Pollution-Determined Alzheimer’s Disease Markers Detected in Mexico City Teens

June 13, 2017 2627 users 0 Category: Air

An increasing number of apparently unrelated conditions may be influenced by pollution factors. After autism was recently linked to high lead exposure in a study that, although it is yet to be replicated, seems correct and credible, it is now the turn of Alzheimer's disease to be linked to neurotoxic pollutants, following a study by researchers at the University of Montana, Universidad del Valle de Mexico, Instituto Nacional de Pediatria, Boise State, and Universidad Nacional Autonoma de Mexico, published in the Journal of Alzheimer's Disease.

The research was conducted among children, adolescents and young adults in Mexico City, and revealed the disturbing correlation between high concentrations of fine particulate matter (PM 2.5) and key markers of Alzheimer's disease in these subjects. Thus, they displayed "hyperphosphorylated tau and amyloid plaques" (a marker of AD), along with neuroinflammation, "dysregulated immune responses, breakdown of epithelial and endothelial barriers, extensive damage to the neurovascular unit", all correlated with significant deposits of combustion-derived metal nanoparticles. Other effects include "dysregulation of feeding hormones, deficiencies in attention and short-term memory, and below-average scores in Verbal and Full Scale IQ compared to age, gender, and socioeconomic status-matched low air pollution residents".

Work to complete: Continue the article on Alzheimer's disease markers in Mexico City teens, starting right after its last sentence. You can set aside the data that comes after this article; you won't need it.

Provided material:

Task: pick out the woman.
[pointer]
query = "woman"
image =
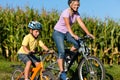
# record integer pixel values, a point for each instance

Task response:
While the study does not jump to the conclusion that combustion-derived pollution is the culprit for young people's developing Alzheimer's, it suggests a strong correlation, especially for overweight female teens who are carriers of APOE ?4, an allele that is present in about 40% of all people suffering from Alzheimer's Disease. The APOE ?4 does not equate certainty of developing the disease, however it is a strong risk factor.

"The combined effects of combustion-derived nanoparticles," the researchers conclude, "residency in a highly polluted city, poor nutrition, obesity, metabolic syndrome, urban stress, lower brain and cognitive reserves, and APOE ?4 could lead to an acceleration of neurodegenerative changes among precarious young brains."